START Available data

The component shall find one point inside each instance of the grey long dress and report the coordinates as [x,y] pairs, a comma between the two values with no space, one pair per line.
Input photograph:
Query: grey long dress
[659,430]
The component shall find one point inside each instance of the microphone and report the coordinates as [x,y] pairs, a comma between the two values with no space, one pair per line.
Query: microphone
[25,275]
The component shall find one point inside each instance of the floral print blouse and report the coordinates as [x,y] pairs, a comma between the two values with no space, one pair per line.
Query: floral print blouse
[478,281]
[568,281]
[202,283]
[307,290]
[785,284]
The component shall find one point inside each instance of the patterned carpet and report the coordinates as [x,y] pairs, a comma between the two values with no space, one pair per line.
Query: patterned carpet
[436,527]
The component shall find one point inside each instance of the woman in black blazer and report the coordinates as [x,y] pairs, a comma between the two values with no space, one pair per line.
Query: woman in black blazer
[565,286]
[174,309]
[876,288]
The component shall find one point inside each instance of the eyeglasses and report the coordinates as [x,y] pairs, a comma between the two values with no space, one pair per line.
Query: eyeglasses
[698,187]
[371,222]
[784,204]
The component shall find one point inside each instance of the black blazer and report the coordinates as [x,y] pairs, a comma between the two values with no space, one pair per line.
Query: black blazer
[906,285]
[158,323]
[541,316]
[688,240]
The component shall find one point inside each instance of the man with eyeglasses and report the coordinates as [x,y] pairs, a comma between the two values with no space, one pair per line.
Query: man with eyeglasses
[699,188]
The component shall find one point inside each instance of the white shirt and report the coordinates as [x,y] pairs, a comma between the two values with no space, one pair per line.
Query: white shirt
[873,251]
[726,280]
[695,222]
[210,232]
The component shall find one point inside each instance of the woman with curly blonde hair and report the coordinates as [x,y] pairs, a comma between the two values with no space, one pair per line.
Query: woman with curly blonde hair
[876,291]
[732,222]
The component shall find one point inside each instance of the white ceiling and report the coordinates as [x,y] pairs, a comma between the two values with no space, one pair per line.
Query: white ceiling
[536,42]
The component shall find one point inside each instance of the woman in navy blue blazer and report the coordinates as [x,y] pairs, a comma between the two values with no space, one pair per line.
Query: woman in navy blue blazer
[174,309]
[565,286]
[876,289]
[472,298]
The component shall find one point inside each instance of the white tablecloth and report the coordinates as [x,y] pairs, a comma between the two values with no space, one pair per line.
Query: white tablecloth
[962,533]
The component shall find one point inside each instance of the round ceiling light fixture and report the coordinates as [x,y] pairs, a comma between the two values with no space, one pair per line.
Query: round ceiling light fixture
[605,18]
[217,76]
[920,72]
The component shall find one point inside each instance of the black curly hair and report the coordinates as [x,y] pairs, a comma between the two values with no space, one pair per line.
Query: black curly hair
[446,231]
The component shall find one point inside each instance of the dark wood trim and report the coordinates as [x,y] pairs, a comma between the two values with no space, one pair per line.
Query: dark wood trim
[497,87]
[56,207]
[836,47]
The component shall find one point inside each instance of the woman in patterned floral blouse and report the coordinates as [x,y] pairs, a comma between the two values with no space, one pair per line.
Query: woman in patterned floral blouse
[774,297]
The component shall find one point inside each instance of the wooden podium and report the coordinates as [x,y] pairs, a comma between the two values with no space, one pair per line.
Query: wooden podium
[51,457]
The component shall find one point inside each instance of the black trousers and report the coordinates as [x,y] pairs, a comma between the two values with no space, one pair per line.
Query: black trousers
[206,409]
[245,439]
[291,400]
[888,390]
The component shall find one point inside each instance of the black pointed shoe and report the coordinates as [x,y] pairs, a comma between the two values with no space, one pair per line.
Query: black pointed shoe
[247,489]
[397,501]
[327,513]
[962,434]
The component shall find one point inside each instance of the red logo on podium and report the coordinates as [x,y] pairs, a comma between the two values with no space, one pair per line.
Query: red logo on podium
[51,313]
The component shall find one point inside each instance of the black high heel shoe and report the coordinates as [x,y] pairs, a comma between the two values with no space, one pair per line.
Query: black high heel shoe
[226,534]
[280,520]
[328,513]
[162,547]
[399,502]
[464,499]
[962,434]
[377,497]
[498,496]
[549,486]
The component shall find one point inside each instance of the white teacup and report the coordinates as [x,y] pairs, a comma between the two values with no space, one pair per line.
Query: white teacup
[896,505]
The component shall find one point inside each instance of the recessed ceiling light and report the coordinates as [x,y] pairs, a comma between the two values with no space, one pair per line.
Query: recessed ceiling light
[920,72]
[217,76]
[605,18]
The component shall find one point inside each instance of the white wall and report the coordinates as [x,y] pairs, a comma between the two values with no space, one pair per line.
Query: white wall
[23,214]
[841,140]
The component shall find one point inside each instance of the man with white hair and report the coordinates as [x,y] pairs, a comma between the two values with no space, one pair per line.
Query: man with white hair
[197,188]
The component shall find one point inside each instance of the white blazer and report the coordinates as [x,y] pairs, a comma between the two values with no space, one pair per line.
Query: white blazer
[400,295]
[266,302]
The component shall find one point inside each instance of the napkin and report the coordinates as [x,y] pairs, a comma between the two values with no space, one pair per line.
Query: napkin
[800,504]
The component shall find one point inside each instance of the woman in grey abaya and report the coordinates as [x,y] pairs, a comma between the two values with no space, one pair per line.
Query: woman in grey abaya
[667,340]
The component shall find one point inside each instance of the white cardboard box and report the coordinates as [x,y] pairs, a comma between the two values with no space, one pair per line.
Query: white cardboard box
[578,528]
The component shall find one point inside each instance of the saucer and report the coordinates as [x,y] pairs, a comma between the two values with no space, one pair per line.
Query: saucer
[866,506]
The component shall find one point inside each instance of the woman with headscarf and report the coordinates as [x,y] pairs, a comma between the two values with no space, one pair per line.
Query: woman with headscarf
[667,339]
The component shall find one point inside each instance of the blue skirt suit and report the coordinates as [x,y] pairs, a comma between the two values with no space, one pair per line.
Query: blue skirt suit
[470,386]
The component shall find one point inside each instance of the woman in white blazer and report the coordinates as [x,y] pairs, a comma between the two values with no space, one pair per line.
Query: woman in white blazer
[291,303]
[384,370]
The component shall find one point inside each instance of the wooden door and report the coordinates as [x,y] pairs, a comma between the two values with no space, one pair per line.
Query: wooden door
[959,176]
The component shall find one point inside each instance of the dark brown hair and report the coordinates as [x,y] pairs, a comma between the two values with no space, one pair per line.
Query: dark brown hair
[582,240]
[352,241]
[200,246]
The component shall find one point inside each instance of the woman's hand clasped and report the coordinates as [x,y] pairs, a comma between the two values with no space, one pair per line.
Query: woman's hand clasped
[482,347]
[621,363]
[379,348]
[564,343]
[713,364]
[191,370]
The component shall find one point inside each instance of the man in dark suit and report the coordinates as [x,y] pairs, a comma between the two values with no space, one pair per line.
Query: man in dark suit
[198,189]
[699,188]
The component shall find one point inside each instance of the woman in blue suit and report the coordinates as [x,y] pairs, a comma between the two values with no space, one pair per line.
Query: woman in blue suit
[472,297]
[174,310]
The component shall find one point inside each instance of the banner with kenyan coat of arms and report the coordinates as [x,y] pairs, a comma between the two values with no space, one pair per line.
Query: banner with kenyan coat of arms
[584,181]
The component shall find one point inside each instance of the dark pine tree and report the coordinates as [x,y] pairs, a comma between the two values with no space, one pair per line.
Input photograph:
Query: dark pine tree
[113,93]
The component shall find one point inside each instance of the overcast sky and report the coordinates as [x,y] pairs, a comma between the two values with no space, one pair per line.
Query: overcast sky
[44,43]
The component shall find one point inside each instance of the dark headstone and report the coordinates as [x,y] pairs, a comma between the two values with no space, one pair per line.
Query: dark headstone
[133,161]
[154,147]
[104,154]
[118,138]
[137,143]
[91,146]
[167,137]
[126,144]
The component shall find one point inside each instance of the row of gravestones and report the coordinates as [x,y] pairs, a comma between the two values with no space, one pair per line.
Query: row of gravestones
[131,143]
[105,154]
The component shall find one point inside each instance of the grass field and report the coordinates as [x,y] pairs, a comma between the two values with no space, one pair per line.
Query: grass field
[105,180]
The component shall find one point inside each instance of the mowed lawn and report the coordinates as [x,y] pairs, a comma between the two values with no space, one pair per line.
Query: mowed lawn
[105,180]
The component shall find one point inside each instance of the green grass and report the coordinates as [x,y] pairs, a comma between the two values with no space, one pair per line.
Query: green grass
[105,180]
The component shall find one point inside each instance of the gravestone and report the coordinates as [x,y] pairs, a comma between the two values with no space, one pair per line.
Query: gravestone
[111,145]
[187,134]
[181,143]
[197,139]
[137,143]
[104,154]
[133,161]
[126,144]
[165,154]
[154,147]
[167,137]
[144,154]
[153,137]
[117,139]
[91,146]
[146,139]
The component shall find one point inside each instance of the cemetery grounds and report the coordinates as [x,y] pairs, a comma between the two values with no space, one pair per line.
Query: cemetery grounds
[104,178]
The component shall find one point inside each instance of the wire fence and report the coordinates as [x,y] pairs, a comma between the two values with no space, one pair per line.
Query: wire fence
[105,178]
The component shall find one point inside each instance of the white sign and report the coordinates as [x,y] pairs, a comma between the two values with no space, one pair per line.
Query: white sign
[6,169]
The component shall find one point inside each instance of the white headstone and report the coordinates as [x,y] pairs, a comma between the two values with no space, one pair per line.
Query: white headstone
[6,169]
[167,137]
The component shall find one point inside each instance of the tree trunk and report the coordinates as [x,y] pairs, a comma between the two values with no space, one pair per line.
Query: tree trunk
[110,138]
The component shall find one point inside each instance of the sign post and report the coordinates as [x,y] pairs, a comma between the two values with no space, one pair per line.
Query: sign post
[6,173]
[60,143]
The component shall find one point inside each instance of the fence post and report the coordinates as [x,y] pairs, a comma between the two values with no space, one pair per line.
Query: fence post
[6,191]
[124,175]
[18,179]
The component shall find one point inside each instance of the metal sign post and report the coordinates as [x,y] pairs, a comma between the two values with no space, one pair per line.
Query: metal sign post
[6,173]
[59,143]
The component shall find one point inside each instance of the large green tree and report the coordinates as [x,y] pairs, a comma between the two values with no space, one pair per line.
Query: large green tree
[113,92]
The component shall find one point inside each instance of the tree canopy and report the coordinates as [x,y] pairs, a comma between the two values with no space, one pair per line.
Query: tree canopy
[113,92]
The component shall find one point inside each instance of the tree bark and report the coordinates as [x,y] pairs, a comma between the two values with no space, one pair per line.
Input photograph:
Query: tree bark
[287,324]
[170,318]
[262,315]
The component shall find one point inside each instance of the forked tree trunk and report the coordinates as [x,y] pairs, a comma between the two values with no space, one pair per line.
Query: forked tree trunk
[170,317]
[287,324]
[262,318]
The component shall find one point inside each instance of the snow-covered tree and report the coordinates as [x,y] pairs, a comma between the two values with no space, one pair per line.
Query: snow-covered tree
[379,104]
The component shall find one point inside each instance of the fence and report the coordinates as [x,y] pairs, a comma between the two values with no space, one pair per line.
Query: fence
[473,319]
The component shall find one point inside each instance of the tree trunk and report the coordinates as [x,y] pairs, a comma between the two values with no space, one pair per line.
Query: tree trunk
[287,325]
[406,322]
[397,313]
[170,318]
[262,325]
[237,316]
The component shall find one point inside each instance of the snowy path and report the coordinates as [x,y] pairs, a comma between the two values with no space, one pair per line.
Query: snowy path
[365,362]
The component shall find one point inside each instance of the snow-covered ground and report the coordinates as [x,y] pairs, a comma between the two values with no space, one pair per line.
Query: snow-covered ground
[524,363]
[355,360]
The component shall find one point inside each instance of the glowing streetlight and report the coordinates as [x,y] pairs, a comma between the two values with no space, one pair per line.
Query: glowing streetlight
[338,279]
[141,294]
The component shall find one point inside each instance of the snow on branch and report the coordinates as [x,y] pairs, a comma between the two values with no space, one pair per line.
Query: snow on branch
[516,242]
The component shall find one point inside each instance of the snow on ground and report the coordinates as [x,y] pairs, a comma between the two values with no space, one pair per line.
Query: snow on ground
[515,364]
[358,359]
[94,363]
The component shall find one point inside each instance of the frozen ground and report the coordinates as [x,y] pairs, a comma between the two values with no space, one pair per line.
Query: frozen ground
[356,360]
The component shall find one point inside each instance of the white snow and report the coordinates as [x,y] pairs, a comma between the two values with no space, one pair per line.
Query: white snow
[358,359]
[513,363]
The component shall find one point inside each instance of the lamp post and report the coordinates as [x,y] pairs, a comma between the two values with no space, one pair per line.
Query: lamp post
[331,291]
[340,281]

END Available data

Action item:
Retype only the lines running from the top of the listing to the line that holds "blonde hair and", both ends included.

Task response:
The component shall find one point inside each instance of the grey long dress and report the coordinates as [x,y] pairs, a comma between the two values with no space, one pair per line.
Input photograph:
Query: grey long dress
[659,430]
The component shall find one point inside each instance of the microphone and report the coordinates as [x,y] pairs, a comma between the two values with no space, one pair per line.
Query: microphone
[25,275]
The component shall find one point inside each instance of the floral print blouse and report the coordinates as [x,y] pairs, a comma between the two values with no space, one pair per line.
Query: floral print blouse
[478,281]
[568,281]
[202,283]
[307,290]
[785,284]
The component shall find one point inside each instance of the patterned carpet and report the coordinates as [x,y] pairs, a comma between the two values with no space, one pair per line.
Query: patterned carpet
[436,527]
The component shall find one point inside each instance of the woman in black blazer and report the coordinates as [x,y] pairs, a comma between the two values with no space, one pair per line.
Query: woman in black blazer
[565,286]
[174,309]
[876,288]
The component shall find one point inside each instance of the eyeglasses and report the coordinates as [x,y] pairs, a comma between the two values with no space, one pair per line.
Query: eyeglasses
[698,187]
[371,222]
[784,204]
The component shall find one point inside each instance of the black blazer and report the coordinates as [x,y] pairs, a comma between the two values with no space, one pair per line.
Query: black blazer
[906,285]
[158,323]
[541,316]
[688,240]
The component shall find one point inside each instance of the man with eyeglasses and report the coordinates as [x,y] pairs, a comma between the two values with no space, one pair per line.
Query: man with eyeglasses
[699,188]
The component shall find one point inside each instance of the white shirt and report the coordinates as [x,y] pairs, a comma between the two values with no space, one pair per line.
Query: white shirt
[873,251]
[726,280]
[695,222]
[210,232]
The component shall find one point inside each instance of the woman with curly blonde hair and report the coordinates as [x,y] pairs, a comma between the two values with no space, one pair per line.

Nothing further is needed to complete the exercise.